What the task asks
Starting at the line containing "finial in the photo above." and running through the end of the listing below, write those lines out again with the requests included, shifting every coordinate value in the answers up by 50.

Exercise material

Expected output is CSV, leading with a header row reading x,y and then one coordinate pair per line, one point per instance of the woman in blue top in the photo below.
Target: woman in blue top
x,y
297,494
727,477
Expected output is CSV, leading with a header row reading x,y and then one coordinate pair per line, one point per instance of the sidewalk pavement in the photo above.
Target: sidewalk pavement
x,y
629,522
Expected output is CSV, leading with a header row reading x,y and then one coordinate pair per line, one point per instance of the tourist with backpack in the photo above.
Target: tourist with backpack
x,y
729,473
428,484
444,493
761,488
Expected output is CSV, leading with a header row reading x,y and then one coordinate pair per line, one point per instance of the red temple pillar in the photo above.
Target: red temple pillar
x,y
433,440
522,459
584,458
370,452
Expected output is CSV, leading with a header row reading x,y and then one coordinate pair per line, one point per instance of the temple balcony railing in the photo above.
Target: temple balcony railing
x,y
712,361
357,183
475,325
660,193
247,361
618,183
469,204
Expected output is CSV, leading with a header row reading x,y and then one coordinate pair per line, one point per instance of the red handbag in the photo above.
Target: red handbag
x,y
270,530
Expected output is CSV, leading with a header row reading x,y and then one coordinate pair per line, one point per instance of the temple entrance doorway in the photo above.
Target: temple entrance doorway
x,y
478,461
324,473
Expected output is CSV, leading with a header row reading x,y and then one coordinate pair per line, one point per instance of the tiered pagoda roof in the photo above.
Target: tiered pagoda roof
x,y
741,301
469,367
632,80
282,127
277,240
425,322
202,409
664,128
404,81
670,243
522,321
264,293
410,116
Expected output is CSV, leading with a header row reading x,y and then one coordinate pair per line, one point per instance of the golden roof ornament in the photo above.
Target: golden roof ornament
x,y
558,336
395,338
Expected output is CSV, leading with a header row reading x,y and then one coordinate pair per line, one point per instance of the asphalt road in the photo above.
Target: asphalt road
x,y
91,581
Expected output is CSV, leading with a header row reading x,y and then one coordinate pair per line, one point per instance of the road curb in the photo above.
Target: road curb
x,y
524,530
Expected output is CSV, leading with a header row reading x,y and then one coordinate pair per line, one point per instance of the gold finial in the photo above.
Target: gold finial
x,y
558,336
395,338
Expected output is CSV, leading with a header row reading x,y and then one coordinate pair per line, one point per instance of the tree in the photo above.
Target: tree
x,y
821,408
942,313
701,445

Task answer
Expected output is CSV, leading with a header row reading x,y and then one coordinate pair per line, one point per instance of the gold finial in the photo above.
Target: gold finial
x,y
608,386
445,388
Expected output is CSV, leading with a header row reading x,y and then one coordinate pair per line, one point per instance of the tree in the photo above.
Target: tree
x,y
871,458
992,363
751,495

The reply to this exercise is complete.